→ EXTRACT PROVIDED:

※ ※ ※

Jewish Journey 2023

Dave Shlachter

Thanks Rabbi Paul for asking me to share my Jewish Journey.

It started like it did for half of us - with a VERY successful bris. I was off to a great start.

And then the standard suburban conservative experience:

- Hebrew school

- Summer camp

- Bar Mitzvah

- Youth group

- More Hebrew school

- I spent a lot of time in the principal’s office - I’m not going to lie. But I always loved becoming a Yid.

By the time I could drive, I knew a few things:

- I am a yid, and I believe in the way of the yid

- But most of my environment is not designed to accommodate the way of the Yid; it’s designed for the way of the American gentile. And the way of the American gentile is… PRETTY FANTASTIC! So, I wanted to PLAY in that sandbox.


But it comes at a cost.

You know a square peg through a round hole?

※ ※ ※

→ STORED ROWS:
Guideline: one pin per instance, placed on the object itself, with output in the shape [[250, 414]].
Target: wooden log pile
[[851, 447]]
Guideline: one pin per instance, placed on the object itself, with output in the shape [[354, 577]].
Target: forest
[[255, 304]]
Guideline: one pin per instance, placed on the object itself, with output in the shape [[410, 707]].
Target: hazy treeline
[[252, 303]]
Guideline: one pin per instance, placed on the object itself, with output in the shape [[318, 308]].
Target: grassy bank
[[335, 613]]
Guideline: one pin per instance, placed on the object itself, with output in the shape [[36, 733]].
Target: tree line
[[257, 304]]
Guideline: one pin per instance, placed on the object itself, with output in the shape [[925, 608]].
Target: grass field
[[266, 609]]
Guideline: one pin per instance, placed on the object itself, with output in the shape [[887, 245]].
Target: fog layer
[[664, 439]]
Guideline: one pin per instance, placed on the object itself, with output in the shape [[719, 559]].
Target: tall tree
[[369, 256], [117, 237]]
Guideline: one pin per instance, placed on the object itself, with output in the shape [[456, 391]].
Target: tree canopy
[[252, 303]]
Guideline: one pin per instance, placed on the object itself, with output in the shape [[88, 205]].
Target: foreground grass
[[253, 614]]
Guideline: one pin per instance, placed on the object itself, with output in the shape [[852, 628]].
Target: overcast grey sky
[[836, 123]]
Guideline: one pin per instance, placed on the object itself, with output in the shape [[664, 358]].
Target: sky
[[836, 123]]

※ ※ ※

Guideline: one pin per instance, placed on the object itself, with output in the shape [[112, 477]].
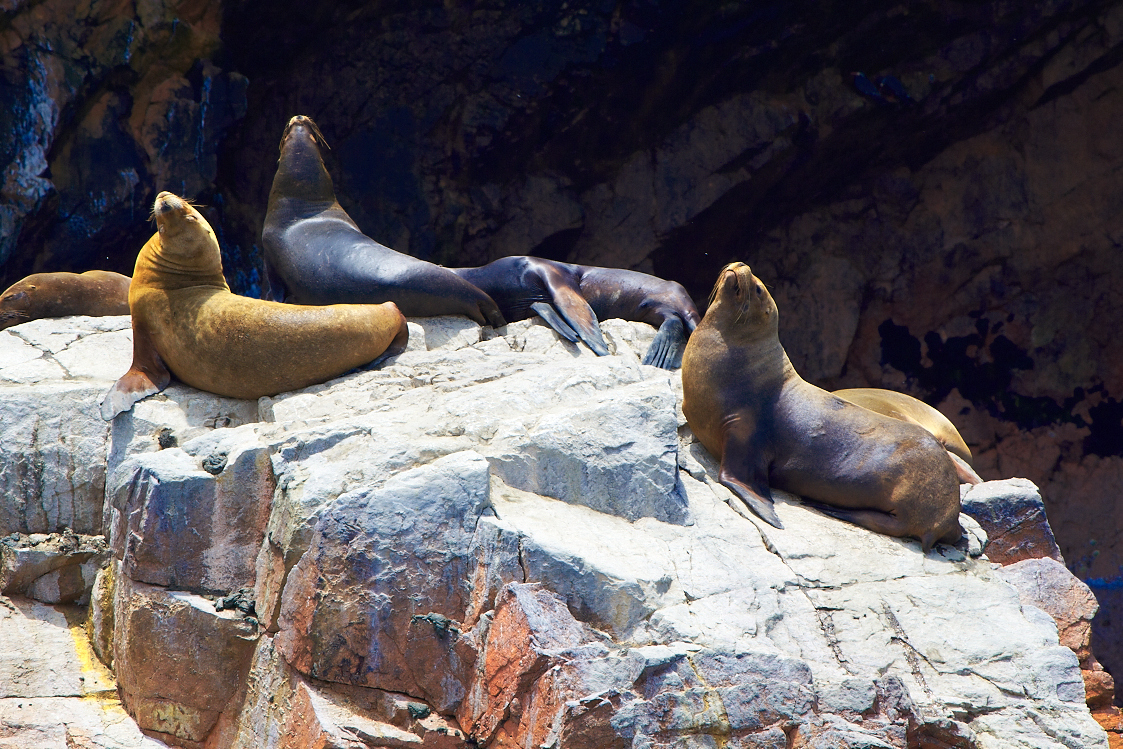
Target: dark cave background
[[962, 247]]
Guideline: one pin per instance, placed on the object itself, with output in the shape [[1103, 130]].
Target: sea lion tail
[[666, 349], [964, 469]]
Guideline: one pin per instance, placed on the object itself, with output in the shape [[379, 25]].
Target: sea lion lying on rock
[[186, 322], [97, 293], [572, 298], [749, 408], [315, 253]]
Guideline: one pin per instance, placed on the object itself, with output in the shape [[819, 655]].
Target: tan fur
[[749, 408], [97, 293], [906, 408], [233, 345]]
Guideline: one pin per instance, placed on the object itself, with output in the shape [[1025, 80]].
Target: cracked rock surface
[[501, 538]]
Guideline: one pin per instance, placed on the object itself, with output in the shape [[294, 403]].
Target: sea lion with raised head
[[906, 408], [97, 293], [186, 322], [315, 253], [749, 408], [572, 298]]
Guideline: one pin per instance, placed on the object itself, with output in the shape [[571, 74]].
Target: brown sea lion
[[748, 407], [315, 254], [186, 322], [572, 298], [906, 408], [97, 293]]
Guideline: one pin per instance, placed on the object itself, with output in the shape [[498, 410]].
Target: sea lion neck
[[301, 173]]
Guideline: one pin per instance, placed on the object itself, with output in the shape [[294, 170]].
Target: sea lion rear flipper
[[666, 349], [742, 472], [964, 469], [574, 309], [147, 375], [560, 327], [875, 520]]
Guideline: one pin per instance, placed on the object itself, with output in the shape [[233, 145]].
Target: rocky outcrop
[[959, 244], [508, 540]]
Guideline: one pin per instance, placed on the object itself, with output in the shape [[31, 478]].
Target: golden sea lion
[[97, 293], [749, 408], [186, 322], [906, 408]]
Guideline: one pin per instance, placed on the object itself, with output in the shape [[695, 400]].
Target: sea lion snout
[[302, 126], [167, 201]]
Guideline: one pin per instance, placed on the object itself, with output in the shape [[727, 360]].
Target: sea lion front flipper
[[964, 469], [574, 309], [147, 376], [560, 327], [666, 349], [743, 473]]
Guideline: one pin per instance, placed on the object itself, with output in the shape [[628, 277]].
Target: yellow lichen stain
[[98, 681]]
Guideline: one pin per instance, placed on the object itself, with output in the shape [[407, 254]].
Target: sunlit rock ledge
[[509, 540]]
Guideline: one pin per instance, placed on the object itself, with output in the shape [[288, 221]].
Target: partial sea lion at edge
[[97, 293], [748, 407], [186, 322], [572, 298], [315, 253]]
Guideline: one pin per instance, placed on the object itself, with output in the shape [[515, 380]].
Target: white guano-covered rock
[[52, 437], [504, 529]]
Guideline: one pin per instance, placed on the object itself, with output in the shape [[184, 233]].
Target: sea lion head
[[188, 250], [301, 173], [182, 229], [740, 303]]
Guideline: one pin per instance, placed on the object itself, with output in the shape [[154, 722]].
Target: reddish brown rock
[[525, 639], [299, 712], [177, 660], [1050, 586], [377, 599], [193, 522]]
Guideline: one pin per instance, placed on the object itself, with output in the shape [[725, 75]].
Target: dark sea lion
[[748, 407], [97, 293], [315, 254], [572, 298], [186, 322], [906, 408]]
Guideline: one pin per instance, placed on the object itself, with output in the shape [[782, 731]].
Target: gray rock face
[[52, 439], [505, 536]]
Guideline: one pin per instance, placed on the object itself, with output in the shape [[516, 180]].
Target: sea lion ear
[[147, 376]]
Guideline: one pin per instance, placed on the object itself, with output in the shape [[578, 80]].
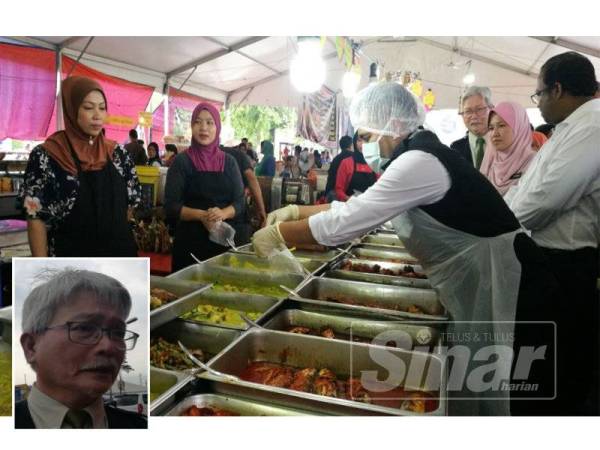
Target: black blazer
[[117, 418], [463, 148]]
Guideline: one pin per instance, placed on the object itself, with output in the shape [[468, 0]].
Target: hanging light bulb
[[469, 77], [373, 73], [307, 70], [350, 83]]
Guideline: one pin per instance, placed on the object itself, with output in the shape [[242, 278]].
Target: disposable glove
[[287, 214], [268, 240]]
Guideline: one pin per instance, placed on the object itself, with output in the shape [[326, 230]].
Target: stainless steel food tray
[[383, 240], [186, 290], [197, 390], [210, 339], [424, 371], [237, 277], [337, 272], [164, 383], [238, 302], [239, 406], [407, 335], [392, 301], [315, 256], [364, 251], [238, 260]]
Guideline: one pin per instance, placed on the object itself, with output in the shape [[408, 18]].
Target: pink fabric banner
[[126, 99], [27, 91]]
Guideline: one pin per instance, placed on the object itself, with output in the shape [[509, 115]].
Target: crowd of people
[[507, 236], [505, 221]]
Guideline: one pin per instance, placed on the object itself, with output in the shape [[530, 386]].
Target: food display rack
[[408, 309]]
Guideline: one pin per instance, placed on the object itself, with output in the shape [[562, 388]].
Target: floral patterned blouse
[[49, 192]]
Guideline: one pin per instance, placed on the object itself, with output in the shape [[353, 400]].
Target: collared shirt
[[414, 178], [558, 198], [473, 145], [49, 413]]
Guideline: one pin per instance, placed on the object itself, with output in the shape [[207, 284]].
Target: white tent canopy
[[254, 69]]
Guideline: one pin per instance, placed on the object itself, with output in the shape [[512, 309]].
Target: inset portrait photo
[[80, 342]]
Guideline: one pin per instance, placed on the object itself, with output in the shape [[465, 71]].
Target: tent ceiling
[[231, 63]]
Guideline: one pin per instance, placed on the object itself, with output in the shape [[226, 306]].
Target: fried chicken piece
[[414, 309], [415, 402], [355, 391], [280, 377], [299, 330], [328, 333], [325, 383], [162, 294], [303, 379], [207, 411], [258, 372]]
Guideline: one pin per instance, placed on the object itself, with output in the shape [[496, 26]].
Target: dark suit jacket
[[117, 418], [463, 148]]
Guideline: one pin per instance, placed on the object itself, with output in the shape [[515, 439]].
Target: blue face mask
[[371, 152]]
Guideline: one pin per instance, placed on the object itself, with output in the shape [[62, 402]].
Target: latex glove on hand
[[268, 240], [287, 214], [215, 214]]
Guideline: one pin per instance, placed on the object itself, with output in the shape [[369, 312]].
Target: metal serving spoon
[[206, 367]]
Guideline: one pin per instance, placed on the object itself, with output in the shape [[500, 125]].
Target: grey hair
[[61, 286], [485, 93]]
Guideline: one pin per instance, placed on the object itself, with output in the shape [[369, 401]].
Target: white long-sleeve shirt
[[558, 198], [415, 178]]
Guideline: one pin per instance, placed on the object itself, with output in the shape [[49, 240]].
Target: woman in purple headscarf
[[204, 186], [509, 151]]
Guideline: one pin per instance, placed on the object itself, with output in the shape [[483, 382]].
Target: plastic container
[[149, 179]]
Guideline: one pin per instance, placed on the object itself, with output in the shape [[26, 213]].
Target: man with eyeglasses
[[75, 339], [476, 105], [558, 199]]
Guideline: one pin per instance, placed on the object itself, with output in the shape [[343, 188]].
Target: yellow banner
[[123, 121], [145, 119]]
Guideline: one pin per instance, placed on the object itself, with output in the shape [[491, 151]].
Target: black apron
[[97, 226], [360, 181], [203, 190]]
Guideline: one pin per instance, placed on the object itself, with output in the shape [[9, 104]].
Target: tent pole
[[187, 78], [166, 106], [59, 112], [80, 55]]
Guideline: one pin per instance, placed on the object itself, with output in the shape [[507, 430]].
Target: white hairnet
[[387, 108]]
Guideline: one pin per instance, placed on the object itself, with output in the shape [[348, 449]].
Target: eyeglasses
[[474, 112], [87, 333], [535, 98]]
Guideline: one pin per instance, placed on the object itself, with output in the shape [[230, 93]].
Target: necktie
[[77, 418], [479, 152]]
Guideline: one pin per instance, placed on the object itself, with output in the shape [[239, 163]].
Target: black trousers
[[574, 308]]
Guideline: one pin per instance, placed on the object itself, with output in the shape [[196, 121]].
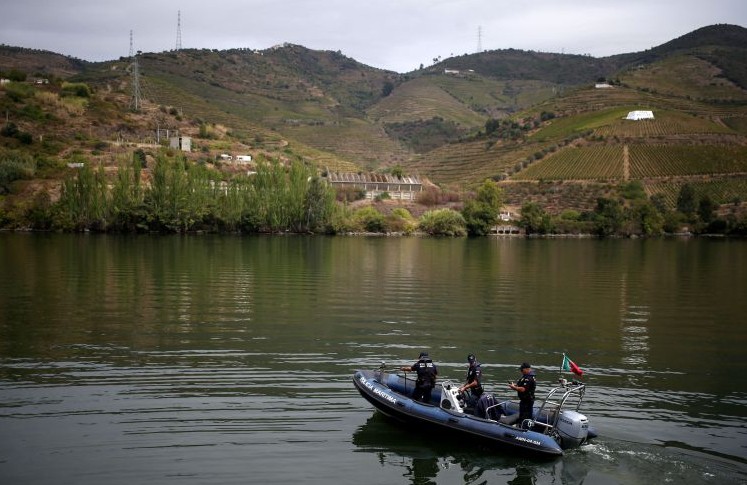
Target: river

※ ※ ※

→ EXERCISES TO COMPLETE:
1/ Using the Jewish Journey talk, decide whether each statement agrees with it: (a) the speaker always loved becoming a Yid; (b) the speaker rarely ended up in the principal's office; (c) the speaker says most of his environment was designed for the way of the Yid. For each, answer yes or no and quote the deciding words.
2/ Pick up the Jewish Journey talk after its last sentence and write one more paragraph in the speaker's voice.
The records have nothing to do with the Jewish Journey talk.

→ THE RESPONSES:
1/
(a) Yes: "But I always loved becoming a Yid."
(b) No: "I spent a lot of time in the principal’s office"
(c) No: "But most of my environment is not designed to accommodate the way of the Yid; it’s designed for the way of the American gentile."

2/
Well I was like a Jewish star shaped peg, and to fit in, sometimes I felt like I had to shave the beautiful tips off my star.

And then what’s left? Just a hexagon!

There came a time when I went to my parents and said, “ You know, I kinda want to grow my tips back.”

They said, “Oh! We heard about this boarding school in Israel - you should check it out!”

Off I went.

And that’s where I met the best teacher I have ever had: Yossi Katz. This dude. A Jew from Philly who made Aliyah, fought for the IDF, became Israel’s national boxing champion, and then dedicated the rest of his life to inspiring little pischers like me.

Every morning, we’d walk to his class, and he’d regale us with epic tales from our history, so many battles where we almost lost it all but somehow hung on by a thread, improbably surviving.

And in the afternoons, we’d drive out to the sites where these events took place: in a cave, or a battlefield, or some old ruins, schvitzing under the same sun as our ancestors, feeling the same soil in our Teva sandal cladded feet. And when you do this week after week, month after month — something changed in me. I MERGED with the story.

And let me tell you: I found my BYE. Big. Yiddishkeit. Energy.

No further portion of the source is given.